_Stored rows_:
◆ ◆ ◆ ◆ ◆

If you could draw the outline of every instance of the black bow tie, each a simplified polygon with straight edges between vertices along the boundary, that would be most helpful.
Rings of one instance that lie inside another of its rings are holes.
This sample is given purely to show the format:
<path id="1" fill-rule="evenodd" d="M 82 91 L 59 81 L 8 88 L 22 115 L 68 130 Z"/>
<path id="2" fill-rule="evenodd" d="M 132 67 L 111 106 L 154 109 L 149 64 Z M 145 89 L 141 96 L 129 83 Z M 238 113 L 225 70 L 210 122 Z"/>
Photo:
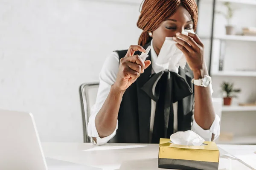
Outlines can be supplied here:
<path id="1" fill-rule="evenodd" d="M 142 89 L 157 102 L 152 143 L 158 143 L 173 133 L 173 103 L 193 91 L 183 77 L 168 70 L 152 74 Z"/>

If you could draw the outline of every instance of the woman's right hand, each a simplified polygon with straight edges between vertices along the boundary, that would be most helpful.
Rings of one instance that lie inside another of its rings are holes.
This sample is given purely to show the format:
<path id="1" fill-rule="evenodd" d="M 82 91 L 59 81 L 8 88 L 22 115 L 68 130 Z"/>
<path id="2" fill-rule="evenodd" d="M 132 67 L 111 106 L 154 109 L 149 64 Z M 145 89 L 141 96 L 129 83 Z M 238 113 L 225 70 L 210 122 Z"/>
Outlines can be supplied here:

◆ ◆ ◆ ◆ ◆

_Stated exercise_: Reproduce the part of the items that opens with the line containing "of the woman's" and closes at the end of the items, switching "simplified" to "rough" and leaving everything else unchanged.

_Task solution_:
If you could draw the outline of every instance of the woman's right hand, each a rough polygon with straight edges between vertices along the boundary, that would be most helpful.
Rings of one instance that lie inside another of its rings are holes.
This sample is given purely to show the format:
<path id="1" fill-rule="evenodd" d="M 82 91 L 59 81 L 8 88 L 22 115 L 68 130 Z"/>
<path id="2" fill-rule="evenodd" d="M 132 67 L 111 106 L 154 109 L 149 64 Z M 145 89 L 141 96 L 129 83 Z M 238 113 L 225 70 L 210 122 Z"/>
Outlines can be supplied here:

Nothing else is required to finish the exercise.